Quoted passage:
◇ ◇ ◇ ◇

I think Voyager's second half is the strongest, however it does feel refreshing to watch Seasons 1-3 every now and then because I tend to not rewatch them as often.

I don't even think that the reason is that Seven isn't on yet (although that is a contributing factor). For me, it's moreso that the relationships and characters aren't as fully developed yet in the earlier seasons. For instance, the Doctor hasn't developed his full personality yet...his great sense of humor and fun demeanor definitely shines more in later seasons (although earlier episodes like Lifesigns are great Doctor episodes). Tom and B'Elanna aren't together yet. There is still some tension between the crew. I prefer the later, more established version of the crew. However, I enjoy watching them nonetheless, especially wonderful episodes like "Future's End". :D
 
I think Season 4 is Voyager's strongest.

I think S5-7 are all 'pretty solid', like, they had found their groove as a middle-of-the-road, no-surprises, no-continuity, no major shake-ups sort of show, but within that groove they told some very solid sci-fi yarns.

S1-3 are extremely variable (some stinkers, some classics) which I think makes for an interesting show but one that hadn't really found it's feet and was sort of arcing out in all directions trying to figure itself out.

I think each half of the show are 'strong' in their own way, depending on how you define strength. I prefer the show with Seven, tbh.
 
The only basic problem I had with Voyager was how the ship looked over the years. It had been in several instances of combat that had gotten through the shields. She had been rammed once. And she had had other issues including going into nebula, gas giants, particle fields, all sorts of stuff.

She was too clean. She had no wear on her. No patches. No carbon scoring, or plant lines from repairs. She wasn't designed for this sort of mission and wasn't setup for this sort of mission. She should, logically, have blemishes on the hull over time.

Now I know that would be basically impossible on a TV budget when one uses stock footage of the ship flying past a lot based on a model, as oppose to a CG model. But the ship looked the most "correct" to me in the second part of the Year of Hellm were there are carbon scoring, sections of the hull missing, and repairs being not perfect to the hull.

◇ ◇ ◇ ◇

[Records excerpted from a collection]
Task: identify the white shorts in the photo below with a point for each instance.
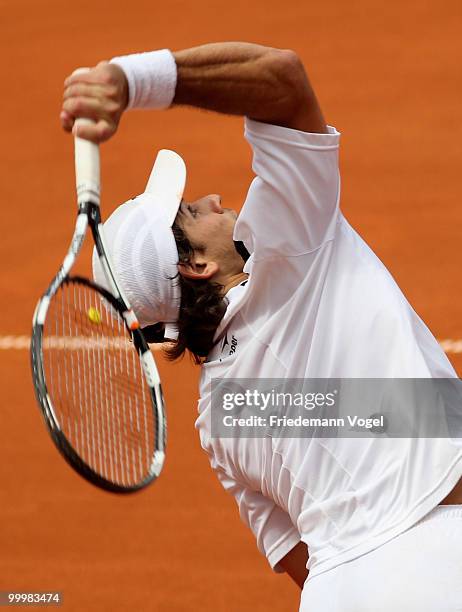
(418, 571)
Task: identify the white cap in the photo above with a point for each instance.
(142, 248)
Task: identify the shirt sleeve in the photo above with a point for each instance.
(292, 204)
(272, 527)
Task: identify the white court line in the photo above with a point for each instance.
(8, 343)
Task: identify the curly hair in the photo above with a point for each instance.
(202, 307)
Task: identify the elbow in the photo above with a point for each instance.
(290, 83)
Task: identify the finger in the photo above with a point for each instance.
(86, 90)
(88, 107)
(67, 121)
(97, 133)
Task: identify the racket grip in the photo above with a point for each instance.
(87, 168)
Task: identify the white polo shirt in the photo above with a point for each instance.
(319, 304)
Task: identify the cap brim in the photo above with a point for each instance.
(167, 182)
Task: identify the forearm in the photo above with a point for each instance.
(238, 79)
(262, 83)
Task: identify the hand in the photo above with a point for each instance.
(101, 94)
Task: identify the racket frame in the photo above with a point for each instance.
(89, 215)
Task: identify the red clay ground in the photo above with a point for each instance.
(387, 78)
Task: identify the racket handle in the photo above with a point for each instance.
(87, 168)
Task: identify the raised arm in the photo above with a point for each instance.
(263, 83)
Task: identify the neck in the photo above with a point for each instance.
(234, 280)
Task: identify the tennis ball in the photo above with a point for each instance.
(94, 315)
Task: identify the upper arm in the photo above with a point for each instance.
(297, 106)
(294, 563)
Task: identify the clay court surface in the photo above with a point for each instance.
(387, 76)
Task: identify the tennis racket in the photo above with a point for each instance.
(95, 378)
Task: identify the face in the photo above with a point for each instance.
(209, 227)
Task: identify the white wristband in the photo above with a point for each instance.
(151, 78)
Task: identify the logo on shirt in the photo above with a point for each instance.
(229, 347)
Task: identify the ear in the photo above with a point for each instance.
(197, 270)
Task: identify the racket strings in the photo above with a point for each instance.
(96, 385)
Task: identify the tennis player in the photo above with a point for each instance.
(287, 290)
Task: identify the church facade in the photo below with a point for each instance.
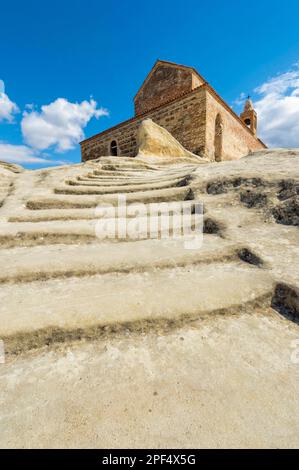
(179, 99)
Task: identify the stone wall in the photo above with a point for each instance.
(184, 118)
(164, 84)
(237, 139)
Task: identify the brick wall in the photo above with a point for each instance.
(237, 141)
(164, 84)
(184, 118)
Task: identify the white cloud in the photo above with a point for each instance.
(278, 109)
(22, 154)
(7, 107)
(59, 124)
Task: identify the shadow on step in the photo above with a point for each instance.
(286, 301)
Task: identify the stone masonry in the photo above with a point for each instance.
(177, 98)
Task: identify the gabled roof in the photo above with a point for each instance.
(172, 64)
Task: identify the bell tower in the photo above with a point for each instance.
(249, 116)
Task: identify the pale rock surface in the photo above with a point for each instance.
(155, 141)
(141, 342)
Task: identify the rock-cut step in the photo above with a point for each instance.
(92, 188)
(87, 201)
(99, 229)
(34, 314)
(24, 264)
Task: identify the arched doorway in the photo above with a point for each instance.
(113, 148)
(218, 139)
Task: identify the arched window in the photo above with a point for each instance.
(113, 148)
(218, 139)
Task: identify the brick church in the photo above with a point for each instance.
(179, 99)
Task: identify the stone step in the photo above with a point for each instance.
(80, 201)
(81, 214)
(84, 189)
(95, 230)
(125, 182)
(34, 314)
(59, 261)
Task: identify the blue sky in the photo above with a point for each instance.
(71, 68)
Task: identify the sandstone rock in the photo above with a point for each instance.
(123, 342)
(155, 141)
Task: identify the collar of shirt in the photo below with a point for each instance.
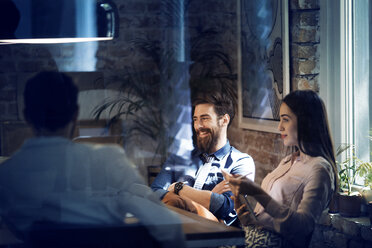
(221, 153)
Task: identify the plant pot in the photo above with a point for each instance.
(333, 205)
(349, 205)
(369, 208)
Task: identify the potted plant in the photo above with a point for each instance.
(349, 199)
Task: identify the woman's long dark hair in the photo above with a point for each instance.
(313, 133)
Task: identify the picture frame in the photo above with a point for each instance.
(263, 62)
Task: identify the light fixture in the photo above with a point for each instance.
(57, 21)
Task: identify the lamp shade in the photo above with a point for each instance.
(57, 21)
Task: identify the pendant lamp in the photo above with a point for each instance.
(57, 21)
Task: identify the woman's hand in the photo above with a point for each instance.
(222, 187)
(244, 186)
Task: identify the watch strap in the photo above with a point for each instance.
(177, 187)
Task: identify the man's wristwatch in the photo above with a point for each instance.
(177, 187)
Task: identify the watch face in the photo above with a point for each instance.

◇ ◇ ◇ ◇

Tasks and exercises:
a - In the Voyager discussion, which season does one commenter call the show's strongest?
b - List every situation the Voyager discussion says the ship had been through that should have left marks on its hull.

Expected results:
a - Season 4

b -
- Combat that got through the shields
- Being rammed once
- Going into nebula
- Gas giants
- Particle fields